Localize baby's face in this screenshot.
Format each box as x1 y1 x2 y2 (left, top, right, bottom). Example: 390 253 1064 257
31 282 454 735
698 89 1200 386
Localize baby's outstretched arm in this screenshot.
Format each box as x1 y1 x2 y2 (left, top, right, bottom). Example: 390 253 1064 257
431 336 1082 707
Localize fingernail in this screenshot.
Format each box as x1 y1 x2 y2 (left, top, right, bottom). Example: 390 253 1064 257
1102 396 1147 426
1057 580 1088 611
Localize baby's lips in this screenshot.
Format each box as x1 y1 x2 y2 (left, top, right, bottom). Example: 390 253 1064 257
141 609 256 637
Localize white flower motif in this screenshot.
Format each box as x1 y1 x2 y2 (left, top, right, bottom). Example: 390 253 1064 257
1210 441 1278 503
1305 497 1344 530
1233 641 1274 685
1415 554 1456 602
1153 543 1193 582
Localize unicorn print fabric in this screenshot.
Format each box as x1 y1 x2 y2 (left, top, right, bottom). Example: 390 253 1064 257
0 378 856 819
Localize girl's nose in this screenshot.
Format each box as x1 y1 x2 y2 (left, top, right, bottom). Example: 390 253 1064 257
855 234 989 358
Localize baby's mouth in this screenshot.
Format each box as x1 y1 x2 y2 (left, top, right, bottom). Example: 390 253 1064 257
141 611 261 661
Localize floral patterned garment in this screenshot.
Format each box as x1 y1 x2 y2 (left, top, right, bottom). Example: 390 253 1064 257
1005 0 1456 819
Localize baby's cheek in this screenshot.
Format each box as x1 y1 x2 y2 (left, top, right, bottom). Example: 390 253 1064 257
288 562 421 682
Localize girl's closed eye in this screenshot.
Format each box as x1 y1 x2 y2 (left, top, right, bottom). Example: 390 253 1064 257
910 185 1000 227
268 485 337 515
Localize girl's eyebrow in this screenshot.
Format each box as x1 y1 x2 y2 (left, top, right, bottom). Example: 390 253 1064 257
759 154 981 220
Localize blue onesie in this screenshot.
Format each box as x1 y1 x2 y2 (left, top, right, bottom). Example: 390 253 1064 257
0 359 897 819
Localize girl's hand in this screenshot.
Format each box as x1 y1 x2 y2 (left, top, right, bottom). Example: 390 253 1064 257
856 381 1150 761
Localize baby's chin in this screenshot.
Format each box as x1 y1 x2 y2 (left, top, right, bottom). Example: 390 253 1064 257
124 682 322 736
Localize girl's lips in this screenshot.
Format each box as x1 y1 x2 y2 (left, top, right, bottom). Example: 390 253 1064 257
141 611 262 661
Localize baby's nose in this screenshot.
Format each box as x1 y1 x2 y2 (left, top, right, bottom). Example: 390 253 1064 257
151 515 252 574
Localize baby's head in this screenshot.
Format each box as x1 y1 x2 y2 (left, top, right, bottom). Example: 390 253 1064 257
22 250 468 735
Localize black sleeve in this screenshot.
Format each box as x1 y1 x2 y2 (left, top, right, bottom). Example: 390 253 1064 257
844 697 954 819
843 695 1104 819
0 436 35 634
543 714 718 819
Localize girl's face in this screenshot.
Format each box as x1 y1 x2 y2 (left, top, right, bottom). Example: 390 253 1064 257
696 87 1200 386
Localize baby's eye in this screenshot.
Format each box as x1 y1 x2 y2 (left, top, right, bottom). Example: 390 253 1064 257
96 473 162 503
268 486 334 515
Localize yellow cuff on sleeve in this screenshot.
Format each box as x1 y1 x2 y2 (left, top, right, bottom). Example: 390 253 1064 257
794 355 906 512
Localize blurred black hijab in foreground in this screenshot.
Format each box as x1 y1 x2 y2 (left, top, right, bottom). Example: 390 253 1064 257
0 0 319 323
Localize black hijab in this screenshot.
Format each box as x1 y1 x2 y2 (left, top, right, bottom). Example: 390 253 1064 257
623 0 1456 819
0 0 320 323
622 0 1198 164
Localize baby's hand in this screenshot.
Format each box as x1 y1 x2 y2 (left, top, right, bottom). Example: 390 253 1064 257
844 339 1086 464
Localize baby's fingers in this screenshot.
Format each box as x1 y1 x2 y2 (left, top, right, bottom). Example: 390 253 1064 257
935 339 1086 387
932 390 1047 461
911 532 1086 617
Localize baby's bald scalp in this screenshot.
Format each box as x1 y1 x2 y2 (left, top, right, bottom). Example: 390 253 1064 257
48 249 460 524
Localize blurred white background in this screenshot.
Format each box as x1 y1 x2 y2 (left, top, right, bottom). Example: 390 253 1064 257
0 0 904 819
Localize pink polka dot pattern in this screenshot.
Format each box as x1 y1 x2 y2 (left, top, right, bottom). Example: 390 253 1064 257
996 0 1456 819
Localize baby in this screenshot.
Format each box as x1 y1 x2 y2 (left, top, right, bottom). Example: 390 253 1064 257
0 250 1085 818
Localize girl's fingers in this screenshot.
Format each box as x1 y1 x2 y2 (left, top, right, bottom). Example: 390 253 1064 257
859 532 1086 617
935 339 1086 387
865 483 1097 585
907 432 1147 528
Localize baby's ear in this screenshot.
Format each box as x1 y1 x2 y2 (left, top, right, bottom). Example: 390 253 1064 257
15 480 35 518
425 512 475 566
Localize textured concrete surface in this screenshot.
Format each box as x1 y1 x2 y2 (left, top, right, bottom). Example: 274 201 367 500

---

THE REQUEST:
Reproduce all of the entries with "screenshot" changed to "frame" wherever it occurs, and leave everything else unchanged.

THE SOLUTION:
Localize baby's face in this frame.
Format each box as x1 y1 x2 y2 (left, top, right, bottom). Example: 390 253 1064 257
31 282 454 735
698 89 1200 386
Localize baby's outstretched arm in this frame.
Format each box as x1 y1 x2 y2 (left, top, right, bottom). Example: 390 253 1064 257
431 336 1082 707
Localize fingernail in this frame.
Format each box as x1 y1 x2 y2 (left, top, right, bottom). Example: 390 253 1064 257
1102 396 1147 426
1057 580 1088 611
Localize baby's lips in this frame.
Format each box as x1 y1 x2 y2 (left, top, right, bottom). Example: 390 253 1064 257
141 609 256 637
Localize white flower motif in this frame.
Format each box as x1 y1 x2 y2 (left, top, right, bottom). Example: 390 253 1064 257
1210 441 1278 503
1305 497 1344 530
1233 641 1274 685
1415 554 1456 602
1153 543 1193 582
Localize unicorn print fabric in this frame.
Format each box as x1 y1 x2 y2 (left, top, right, bottom). Example: 390 253 1064 257
0 378 856 819
Localize girl's nose in this frame.
Format each box as x1 y1 x2 y2 (left, top, right, bottom). Example: 390 253 1064 257
855 234 989 358
Localize baby's mouth in this frame.
Format each box as x1 y1 x2 y2 (left, top, right, bottom). Example: 390 253 1064 257
141 611 261 661
Localize floral patterned garment in this frame.
Format each box as x1 y1 x2 y2 (left, top, right, bottom). Example: 390 253 1064 257
1005 0 1456 819
Localize baby's cheek in this frame.
Format each box as x1 y1 x2 y2 (left, top, right, bottom). Example: 390 253 1064 257
288 562 421 682
Localize girl's closed eye in this frame.
Format each box as x1 y1 x2 y2 (left, top, right, bottom). Example: 390 253 1064 257
910 185 1000 227
268 485 337 515
Localize girl's eyebrow in this frame.
Format each box as x1 y1 x2 y2 (left, top, right, bottom). Example: 390 253 1064 257
759 154 981 220
Localize blue onesie in this frame.
Format each box as x1 y1 x2 y2 (left, top, right, bottom). Example: 390 253 1064 257
0 359 897 819
Localize girl's hand in this frame.
Format each box as x1 y1 x2 y2 (left, top, right, bottom). Example: 390 253 1064 257
856 381 1150 761
Localize baby's chin in this frame.
Format each box as x1 y1 x2 y2 (left, top, right, bottom). Example: 390 253 1064 257
124 682 322 736
Localize girl's lips in this frame.
Format each box as x1 y1 x2 y2 (left, top, right, bottom). Example: 390 253 1064 257
141 611 262 661
Localize baby's nose in this frame.
Format each box as x1 y1 x2 y2 (left, top, right, bottom). Example: 390 253 1064 257
151 515 252 574
Localize baby's head in this frame.
Format each box as x1 y1 x2 y2 (left, top, right, bottom). Example: 390 253 1064 257
22 250 468 735
Localize black sleeve in this frame.
Format each box as x1 y1 x2 y2 (left, top, right, bottom). Example: 390 253 1064 257
844 697 954 819
843 695 1104 819
0 436 35 634
543 714 718 819
Localize girl's face in this frame.
Format each box as x1 y1 x2 y2 (left, top, right, bottom). Example: 390 253 1064 257
696 87 1200 386
Localize baby's eye in this frame.
Format each box as x1 y1 x2 y2 (left, top, right, bottom). Example: 390 253 1064 257
96 473 162 503
268 486 334 515
Localize yellow cuff on sleeve in this frame.
Format each box as x1 y1 x2 y2 (left, top, right, bottom). Example: 390 253 1064 257
794 355 906 512
Localize blurred black hijab in foreground in this frame.
Format each box as x1 y1 x2 y2 (left, top, right, bottom). Example: 390 253 1064 257
0 0 319 323
Localize black hijab in this frame.
Format each box as x1 y1 x2 y2 (left, top, right, bottom). Example: 390 253 1064 257
623 0 1456 819
0 0 320 323
622 0 1198 164
Localize baby's hand in this frame.
Format each box as x1 y1 x2 y2 (left, top, right, bottom). Example: 390 253 1064 257
844 339 1086 464
Localize baby's fingers in this frame.
Format each box as x1 y1 x2 y2 (left, top, right, bottom). Example: 390 253 1064 257
935 339 1086 387
932 390 1047 461
911 532 1086 617
Localize baby's bald scalp in this frame.
Format each box as x1 y1 x2 y2 (left, top, right, bottom). Example: 390 253 1064 257
48 249 460 524
Localize blurred white background in this frame.
Format each box as x1 y1 x2 y2 (left, top, right, bottom). Example: 390 253 1064 257
0 0 904 819
Localize pink polka dot pattern in this frame.
Format each box as x1 y1 x2 y2 (left, top, right, bottom). Example: 390 253 1064 257
996 0 1456 819
Localize baby in this frame.
Format each box as x1 y1 x2 y2 (left, top, right, bottom). Example: 390 253 1064 257
0 250 1085 818
Localize girl's fingers in this frame.
Format each box as x1 y1 x2 y2 (left, top, right, bottom). Example: 390 253 1064 257
859 532 1086 617
935 339 1086 387
865 483 1097 585
907 432 1147 528
Localize baby's ear in this frame.
Format each box as x1 y1 x2 y2 (left, top, right, bottom). Example: 390 253 1064 257
15 480 35 518
425 512 475 566
Localize textured concrete surface in this frame.
Format each box as x1 y1 x2 y2 (left, top, right, bottom). Example: 274 201 367 500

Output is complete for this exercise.